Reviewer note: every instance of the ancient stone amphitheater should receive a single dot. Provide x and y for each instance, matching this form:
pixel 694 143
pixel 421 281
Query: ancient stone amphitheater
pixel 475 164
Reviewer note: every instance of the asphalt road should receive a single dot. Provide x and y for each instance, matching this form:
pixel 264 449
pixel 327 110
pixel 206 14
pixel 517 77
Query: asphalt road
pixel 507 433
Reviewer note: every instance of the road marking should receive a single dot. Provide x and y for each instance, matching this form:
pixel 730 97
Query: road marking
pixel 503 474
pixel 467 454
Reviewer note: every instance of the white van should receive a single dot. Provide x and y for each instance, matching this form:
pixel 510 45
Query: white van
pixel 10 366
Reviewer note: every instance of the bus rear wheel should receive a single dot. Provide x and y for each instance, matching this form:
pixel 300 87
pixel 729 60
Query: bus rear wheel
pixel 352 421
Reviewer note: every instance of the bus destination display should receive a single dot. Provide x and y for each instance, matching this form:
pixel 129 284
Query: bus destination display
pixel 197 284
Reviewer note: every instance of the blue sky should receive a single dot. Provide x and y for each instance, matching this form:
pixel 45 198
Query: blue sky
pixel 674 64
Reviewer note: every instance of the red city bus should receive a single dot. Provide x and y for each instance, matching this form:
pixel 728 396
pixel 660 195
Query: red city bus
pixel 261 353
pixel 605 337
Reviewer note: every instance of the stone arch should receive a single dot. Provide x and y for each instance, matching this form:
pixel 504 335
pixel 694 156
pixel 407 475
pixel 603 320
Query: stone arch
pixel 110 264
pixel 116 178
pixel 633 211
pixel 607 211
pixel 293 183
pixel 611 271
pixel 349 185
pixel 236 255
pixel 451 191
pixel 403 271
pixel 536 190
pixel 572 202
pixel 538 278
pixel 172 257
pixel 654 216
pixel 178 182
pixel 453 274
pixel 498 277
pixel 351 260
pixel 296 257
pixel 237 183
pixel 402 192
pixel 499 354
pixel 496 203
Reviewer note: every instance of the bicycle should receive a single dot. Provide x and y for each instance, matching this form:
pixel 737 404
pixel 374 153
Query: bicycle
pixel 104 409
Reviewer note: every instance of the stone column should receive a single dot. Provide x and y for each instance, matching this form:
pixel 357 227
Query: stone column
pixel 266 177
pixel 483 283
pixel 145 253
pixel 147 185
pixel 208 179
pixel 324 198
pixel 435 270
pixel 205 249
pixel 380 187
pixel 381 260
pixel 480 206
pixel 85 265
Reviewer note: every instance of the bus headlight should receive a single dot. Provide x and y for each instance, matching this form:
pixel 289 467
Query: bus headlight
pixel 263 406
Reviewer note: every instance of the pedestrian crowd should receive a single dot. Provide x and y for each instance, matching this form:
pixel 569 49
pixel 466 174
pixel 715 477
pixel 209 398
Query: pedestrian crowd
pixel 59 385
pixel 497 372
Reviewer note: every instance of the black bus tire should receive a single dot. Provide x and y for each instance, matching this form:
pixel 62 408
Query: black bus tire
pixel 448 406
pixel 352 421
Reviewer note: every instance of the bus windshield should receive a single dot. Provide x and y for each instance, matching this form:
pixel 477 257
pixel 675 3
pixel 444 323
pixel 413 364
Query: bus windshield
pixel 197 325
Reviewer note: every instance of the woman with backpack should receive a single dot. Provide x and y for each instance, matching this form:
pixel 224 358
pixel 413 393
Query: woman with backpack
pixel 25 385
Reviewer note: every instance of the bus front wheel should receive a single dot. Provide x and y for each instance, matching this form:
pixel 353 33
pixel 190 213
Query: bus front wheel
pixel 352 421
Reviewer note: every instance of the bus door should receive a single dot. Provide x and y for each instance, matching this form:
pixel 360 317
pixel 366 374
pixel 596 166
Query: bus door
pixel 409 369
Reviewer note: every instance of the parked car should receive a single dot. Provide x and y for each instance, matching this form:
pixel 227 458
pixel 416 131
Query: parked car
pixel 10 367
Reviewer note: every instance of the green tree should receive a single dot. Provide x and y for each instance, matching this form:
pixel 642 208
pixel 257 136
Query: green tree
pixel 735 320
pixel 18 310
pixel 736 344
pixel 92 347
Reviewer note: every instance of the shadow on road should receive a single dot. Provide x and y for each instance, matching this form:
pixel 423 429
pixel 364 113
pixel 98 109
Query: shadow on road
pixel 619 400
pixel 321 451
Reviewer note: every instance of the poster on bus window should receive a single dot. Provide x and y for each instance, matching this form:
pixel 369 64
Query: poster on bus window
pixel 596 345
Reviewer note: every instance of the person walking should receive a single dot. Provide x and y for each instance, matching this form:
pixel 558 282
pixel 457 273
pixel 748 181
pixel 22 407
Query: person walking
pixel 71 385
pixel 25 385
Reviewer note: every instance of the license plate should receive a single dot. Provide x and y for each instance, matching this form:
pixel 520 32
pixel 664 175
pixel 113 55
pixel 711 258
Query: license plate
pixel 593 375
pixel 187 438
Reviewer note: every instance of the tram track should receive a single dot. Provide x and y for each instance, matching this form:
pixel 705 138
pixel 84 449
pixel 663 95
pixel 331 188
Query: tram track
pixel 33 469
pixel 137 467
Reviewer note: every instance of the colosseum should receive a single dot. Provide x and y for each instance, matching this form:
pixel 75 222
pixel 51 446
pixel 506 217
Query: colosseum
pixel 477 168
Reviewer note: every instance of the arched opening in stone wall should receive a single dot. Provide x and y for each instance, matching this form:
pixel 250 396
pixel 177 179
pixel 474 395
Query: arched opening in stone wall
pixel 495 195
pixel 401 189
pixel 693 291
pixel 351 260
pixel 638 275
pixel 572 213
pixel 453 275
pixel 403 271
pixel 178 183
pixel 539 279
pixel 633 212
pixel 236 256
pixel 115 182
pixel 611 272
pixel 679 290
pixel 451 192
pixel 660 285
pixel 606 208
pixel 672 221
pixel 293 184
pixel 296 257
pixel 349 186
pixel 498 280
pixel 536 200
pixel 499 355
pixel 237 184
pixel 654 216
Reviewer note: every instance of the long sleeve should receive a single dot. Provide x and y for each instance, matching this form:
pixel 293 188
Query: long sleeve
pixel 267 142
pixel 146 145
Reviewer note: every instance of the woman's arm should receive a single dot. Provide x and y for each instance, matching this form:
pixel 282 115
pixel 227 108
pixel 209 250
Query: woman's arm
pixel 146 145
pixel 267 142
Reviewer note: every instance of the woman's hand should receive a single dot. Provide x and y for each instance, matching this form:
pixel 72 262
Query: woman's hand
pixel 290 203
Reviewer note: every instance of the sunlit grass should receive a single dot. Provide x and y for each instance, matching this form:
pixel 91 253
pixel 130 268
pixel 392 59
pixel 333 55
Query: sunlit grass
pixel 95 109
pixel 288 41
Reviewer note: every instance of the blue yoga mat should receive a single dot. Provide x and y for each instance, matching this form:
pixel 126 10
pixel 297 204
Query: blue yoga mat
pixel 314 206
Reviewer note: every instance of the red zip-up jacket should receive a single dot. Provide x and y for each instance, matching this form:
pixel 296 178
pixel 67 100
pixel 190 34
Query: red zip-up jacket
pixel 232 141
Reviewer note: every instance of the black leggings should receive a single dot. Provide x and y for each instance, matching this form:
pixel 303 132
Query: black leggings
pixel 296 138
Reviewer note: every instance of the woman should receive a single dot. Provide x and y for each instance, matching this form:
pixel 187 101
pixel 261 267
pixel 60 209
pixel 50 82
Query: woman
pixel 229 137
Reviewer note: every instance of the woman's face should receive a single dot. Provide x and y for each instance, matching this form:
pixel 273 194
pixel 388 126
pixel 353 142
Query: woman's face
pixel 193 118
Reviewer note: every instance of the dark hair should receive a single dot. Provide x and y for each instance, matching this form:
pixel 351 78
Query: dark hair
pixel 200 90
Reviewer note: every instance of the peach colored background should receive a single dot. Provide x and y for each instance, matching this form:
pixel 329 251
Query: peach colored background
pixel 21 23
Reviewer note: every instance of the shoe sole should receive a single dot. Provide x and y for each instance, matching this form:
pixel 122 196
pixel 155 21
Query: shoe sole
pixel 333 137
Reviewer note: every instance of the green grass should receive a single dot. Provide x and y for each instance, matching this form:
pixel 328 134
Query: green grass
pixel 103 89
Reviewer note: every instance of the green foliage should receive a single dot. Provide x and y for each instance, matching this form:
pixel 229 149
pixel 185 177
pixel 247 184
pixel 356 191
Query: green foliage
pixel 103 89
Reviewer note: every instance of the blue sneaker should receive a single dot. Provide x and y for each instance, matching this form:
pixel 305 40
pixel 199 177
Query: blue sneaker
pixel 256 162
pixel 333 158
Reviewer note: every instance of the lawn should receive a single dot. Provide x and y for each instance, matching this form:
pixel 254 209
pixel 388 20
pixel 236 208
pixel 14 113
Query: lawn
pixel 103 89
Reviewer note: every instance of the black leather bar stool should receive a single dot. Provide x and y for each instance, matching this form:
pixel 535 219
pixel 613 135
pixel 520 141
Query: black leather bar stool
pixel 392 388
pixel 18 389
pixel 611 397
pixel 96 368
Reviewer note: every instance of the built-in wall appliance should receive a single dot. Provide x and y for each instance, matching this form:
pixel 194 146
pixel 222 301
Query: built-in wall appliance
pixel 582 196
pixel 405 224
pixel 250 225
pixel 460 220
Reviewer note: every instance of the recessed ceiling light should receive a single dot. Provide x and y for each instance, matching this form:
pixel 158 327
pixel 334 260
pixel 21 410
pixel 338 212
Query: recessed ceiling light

+ + + + +

◆ WORK TASK
Send back an exact copy of only the lines from the line with "pixel 510 45" up to and including the line with "pixel 603 320" in the data above.

◆ THE ANSWER
pixel 510 45
Query: white van
pixel 10 366
Reviewer note: every instance of the bus rear wheel should receive a single dot. Provide x and y for each instance, matching this form:
pixel 300 87
pixel 729 60
Query: bus rear wheel
pixel 352 421
Reviewer note: every instance of the bus destination display should receive a single dot. Provide x and y for each instance, matching this form:
pixel 129 284
Query: bus destination display
pixel 197 284
Reviewer note: every instance of the blue sky should receive a single dot. Provide x and y for each instance, matching this form:
pixel 45 198
Query: blue sky
pixel 674 64
Reviewer note: every instance of the red city bus should receive a single dot. Provide x and y for each instance, matching this form:
pixel 728 396
pixel 660 195
Query: red city bus
pixel 261 353
pixel 605 337
Reviewer note: every instance of the stone arch should receive a single dot. Provide x and y for each instance, matching this form:
pixel 504 335
pixel 694 156
pixel 407 475
pixel 603 320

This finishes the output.